Set exercise A: List every club that the biography of Nataša Kovačević-Stojaković names among her teams.
Set exercise B:
Using the biography of Nataša Kovačević-Stojaković, answer each of the following:
(i) What number did she wear?
(ii) By what cumulative score did Crvena zvezda defeat Vojvodina in the third-place series?
(iii) On what date did she establish her foundation?
Set exercise C: Carry on the biography of Nataša Kovačević-Stojaković from the point at which it stops.

Document text:
Nataša Kovačević-Stojaković

Personal information
- Born: 20 May 1994 (age 31) Belgrade, FR Yugoslavia
- Nationality: Serbian
- Listed height: 1.88 m (6 ft 2 in)

Career information
- WNBA draft: 2016: undrafted
- Playing career: 2008–2013, 2015–2016
- Position: Small forward
- Number: 7

Career history
- 2008–2010: Partizan
- 2010–2012: Voždovac
- 2013: Crvena zvezda
- 2013: UNI Győr
- 2015–2016: Crvena zvezda

Career highlights
- Serbian Cup winner (2016);

= Nataša Kovačević =

Serbian basketball player (born 1994)

Nataša Kovačević-Stojaković (Наташа Ковачевић-Стојаковић, ; born 20 May 1994) is a Serbian former professional basketball player.

Standing at , she played in the small forward position for Serbian League teams Partizan, Voždovac, and Crvena zvezda, as well as for UNI Győr in Hungary. She won a national cup with Crvena zvezda in 2016. Kovačević-Stojaković played on the Serbia national team, winning a bronze medal at the U20 European basketball Championship in 2012.

==Professional career==
Kovačević began her in Partizan in 2008. In the 2008–09 season with Partizan, she won second place in the Serbian League championship. In January 2010, she moved to Voždovac. In the 2010–11 season with Voždovac, she played in the Adriatic League and Serbian League where her team took ninth and fifth place, respectively. The following season, her team was eliminated in the semifinals, winning the bronze medal of the play-off.

By the end of December 2012 Kovačević still played for Voždovac, which played in the Adriatic League. As the club went into financial problems, she moved to become a player of Crvena zvezda in January 2013. With Crvena zvezda, she reached the semi-finals of the Serbian League. In the third-place game series, Crvena zvezda beat Vojvodina with a cumulative score of 190–187, winning the third place. In June 2013, she signed a contract with the Hungarian UNI Győr.

On 7 September 2013, while on the road together with a team of UNI Győr set for the match against UNIQA Euroleasing Sopron, a traffic accident occurred, which killed the coach Ákos Fűzy and general manager of the club Péter Tapodi. As a result of the injury, Kovačević had her left leg amputated below the knee. Following the accident, on 28 February 2014, FIBA Europe has been proclaimed her as an ambassador for young people. On 13 March 2014 she established a foundation that will carry her name, and which, as she said, is established to help young athletes.

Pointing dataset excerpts
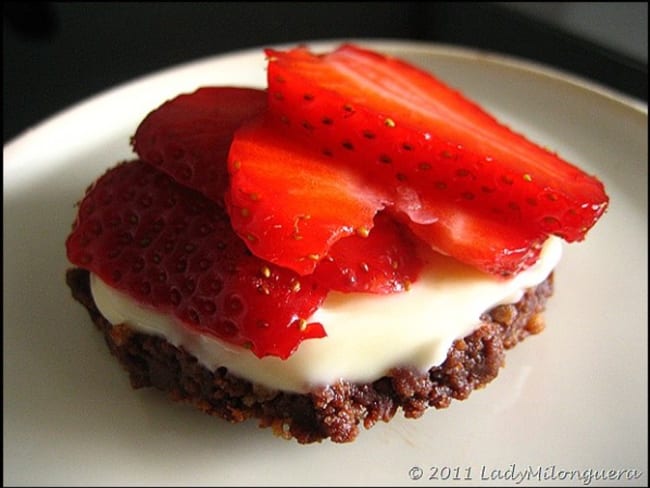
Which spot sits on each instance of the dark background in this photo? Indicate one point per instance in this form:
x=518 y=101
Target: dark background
x=56 y=54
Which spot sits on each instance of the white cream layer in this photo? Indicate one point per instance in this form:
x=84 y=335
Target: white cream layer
x=367 y=335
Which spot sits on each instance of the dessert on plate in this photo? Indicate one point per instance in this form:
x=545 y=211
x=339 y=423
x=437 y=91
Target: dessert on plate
x=355 y=239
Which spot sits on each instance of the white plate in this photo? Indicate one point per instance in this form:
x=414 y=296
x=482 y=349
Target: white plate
x=570 y=400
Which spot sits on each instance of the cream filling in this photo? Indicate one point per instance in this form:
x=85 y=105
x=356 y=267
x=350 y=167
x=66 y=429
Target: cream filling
x=367 y=335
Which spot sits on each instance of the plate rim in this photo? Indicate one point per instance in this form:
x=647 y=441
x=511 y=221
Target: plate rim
x=11 y=147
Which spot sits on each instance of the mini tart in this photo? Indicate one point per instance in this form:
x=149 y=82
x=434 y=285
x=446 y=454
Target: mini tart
x=335 y=411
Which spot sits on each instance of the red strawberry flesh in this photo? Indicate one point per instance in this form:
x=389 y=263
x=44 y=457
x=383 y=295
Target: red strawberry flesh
x=387 y=260
x=412 y=131
x=189 y=136
x=172 y=249
x=289 y=203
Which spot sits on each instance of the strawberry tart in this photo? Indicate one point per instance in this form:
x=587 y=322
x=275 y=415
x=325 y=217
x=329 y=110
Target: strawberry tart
x=354 y=240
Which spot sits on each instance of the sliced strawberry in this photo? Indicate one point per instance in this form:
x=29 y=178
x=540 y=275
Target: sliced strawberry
x=290 y=203
x=490 y=246
x=188 y=137
x=385 y=261
x=172 y=249
x=417 y=136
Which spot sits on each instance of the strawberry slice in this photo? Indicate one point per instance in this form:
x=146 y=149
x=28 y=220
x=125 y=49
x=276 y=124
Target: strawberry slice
x=170 y=248
x=387 y=260
x=426 y=142
x=290 y=203
x=188 y=137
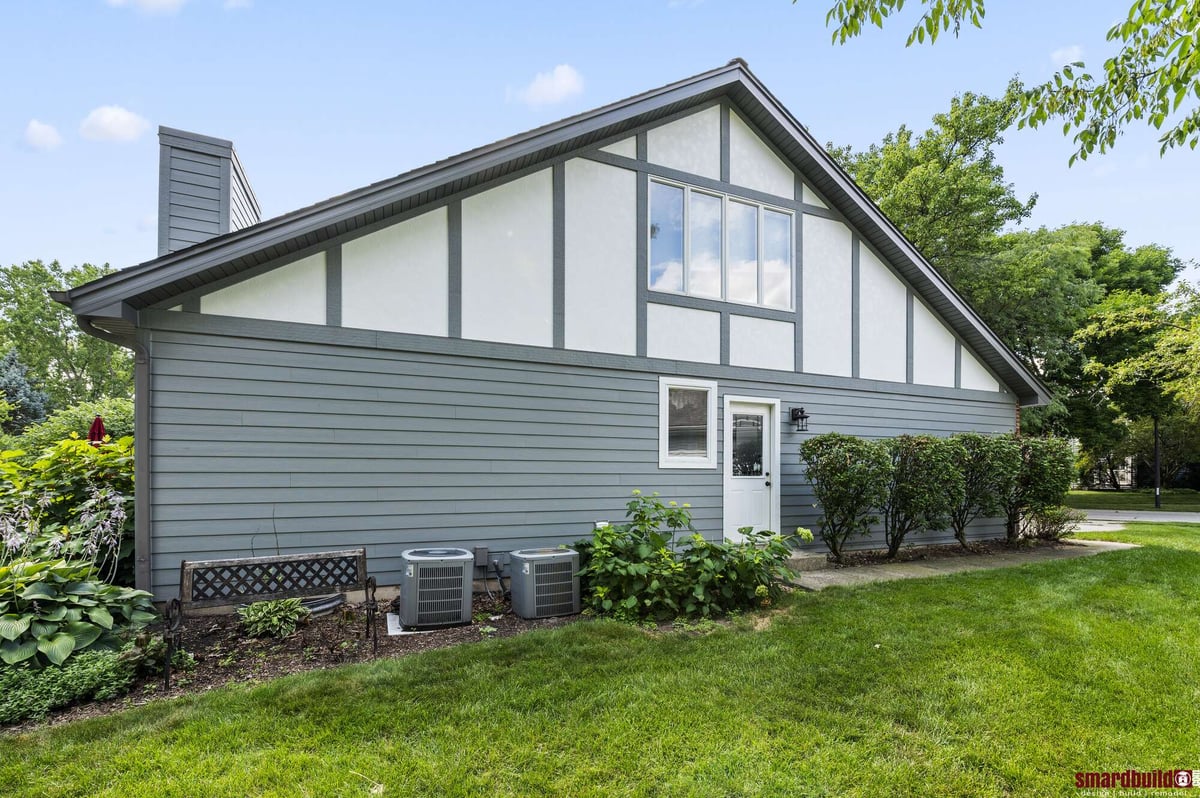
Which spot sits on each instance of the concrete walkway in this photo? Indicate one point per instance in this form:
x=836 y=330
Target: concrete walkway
x=1110 y=520
x=820 y=580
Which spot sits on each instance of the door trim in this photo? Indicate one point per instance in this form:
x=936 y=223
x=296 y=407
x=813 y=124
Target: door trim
x=772 y=406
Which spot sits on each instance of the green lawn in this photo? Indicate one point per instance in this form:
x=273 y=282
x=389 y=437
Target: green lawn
x=1179 y=501
x=991 y=683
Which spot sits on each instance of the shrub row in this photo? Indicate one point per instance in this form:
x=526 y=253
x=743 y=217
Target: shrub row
x=922 y=483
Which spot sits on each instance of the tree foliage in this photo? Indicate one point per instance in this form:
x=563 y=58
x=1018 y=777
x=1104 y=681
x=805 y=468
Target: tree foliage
x=24 y=403
x=945 y=187
x=70 y=365
x=1153 y=76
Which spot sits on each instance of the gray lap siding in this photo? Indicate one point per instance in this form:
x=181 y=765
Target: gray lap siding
x=263 y=445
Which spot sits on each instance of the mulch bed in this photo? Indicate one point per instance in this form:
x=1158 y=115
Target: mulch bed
x=225 y=654
x=948 y=551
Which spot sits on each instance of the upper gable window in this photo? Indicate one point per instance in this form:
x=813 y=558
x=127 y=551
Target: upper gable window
x=712 y=245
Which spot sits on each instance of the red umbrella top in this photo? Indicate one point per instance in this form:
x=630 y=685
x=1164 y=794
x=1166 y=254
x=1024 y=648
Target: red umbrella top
x=96 y=432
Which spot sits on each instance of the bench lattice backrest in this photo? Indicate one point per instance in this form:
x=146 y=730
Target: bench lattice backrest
x=257 y=579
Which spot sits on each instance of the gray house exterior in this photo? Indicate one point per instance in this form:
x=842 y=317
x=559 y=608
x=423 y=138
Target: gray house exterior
x=497 y=348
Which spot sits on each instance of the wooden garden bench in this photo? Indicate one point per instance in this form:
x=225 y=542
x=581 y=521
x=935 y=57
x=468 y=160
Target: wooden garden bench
x=244 y=580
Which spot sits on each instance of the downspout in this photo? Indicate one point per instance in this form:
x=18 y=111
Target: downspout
x=142 y=540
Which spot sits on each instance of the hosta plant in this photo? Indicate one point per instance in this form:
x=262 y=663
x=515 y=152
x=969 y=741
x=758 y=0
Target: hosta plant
x=52 y=610
x=277 y=618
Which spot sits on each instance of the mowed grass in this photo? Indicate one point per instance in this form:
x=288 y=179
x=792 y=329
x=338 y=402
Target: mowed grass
x=1176 y=499
x=993 y=683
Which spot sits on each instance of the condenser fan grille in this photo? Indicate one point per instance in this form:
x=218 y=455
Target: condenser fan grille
x=555 y=588
x=439 y=594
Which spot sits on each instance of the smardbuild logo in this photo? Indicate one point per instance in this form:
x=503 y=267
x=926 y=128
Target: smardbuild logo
x=1138 y=779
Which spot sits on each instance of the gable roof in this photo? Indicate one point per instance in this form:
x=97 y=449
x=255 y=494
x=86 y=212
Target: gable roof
x=160 y=280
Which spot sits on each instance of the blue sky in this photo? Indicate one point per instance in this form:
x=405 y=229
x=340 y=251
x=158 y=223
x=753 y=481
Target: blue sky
x=322 y=97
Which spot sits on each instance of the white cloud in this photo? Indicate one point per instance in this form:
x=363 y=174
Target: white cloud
x=113 y=124
x=150 y=6
x=547 y=88
x=41 y=137
x=1068 y=54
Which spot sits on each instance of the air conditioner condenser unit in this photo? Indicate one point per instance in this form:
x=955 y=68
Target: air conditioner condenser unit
x=544 y=582
x=435 y=587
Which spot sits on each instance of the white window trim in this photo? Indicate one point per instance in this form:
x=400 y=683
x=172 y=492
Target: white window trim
x=762 y=208
x=665 y=460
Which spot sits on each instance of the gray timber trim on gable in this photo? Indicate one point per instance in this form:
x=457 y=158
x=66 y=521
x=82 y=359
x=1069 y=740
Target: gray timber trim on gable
x=720 y=306
x=319 y=335
x=223 y=198
x=701 y=181
x=856 y=304
x=910 y=349
x=558 y=211
x=163 y=279
x=334 y=286
x=642 y=203
x=454 y=229
x=798 y=277
x=725 y=141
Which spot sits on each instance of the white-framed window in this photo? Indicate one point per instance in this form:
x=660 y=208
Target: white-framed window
x=712 y=245
x=687 y=423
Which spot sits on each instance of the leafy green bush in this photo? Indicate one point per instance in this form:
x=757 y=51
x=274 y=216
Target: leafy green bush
x=987 y=462
x=636 y=570
x=75 y=502
x=1047 y=468
x=53 y=610
x=850 y=479
x=75 y=421
x=28 y=693
x=923 y=485
x=277 y=618
x=1053 y=523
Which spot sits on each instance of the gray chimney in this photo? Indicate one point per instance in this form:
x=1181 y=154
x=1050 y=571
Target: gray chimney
x=203 y=190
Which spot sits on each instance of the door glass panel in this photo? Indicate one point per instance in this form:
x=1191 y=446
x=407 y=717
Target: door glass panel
x=688 y=423
x=666 y=238
x=747 y=444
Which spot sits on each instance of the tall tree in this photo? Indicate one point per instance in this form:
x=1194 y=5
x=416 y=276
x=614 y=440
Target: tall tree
x=1153 y=76
x=23 y=403
x=945 y=186
x=70 y=365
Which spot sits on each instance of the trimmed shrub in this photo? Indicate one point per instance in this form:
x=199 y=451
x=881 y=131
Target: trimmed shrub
x=987 y=463
x=850 y=478
x=30 y=694
x=75 y=421
x=923 y=486
x=1053 y=523
x=1043 y=480
x=636 y=570
x=276 y=618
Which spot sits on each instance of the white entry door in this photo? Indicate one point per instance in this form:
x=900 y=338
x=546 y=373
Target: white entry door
x=751 y=465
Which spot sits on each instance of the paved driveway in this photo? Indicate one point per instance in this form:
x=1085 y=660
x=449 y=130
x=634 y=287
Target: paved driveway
x=1110 y=520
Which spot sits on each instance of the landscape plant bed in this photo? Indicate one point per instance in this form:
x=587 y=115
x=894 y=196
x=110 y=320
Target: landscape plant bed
x=946 y=551
x=225 y=654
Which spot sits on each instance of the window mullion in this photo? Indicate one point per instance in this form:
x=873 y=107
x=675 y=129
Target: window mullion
x=687 y=237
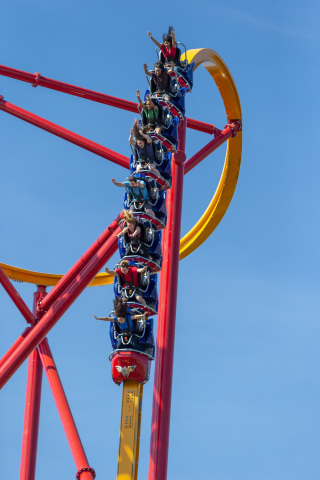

Reply A: Partizan, Voždovac, Crvena zvezda, UNI Győr

Reply B:
(i) 7
(ii) 190–187
(iii) 13 March 2014

Reply C:
In November 2015, Kovačević signed a contract with Crvena zvezda, following recovery from a leg amputation. During this season, has won the Milan Ciga Vasojević Cup and lost in the final of Radivoj Korać. On 9 August 2016, she announced her retirement from her playing career at age 22 and became the president of Crvena zvezda.

==International career==
During her career, she represented Serbia in several junior age groups: U16, U18, U19 and U20. She took part in the U16 European Championship three times, from 2008 until 2010. Twice she represented Serbia at U18 European Championship in 2011 and 2012; in the second year, winning a bronze medal. She also took part in 2013 in U19 World Championships and once in U20 European Championship.

== Post-playing career ==
On 9 August 2016 she became the president of the Crvena zvezda women's team. In September 2017, she resigned.

==Personal life==
Nataša's father is Vukašin Kovačević, a former handball player, and her mother is a Natalija Bacanović, a former basketball player who won the Euroleague in 1979 with Crvena zvezda. Her brother is Ivan Kovačević, Serbian diplomat.

In 2021, French President Emmanuel Macron awarded Kovačević with the highest order of France, Legion of Honour.

On 5 March 2022, she married Vuk Stojaković in the Church of Saint Sava, Belgrade.

The Ambassador of France to Serbia, Pierre Cochard, handed to Kovačević-Stojaković an National Order of Merit, the French second highest civilian honor, on 14 April 2022.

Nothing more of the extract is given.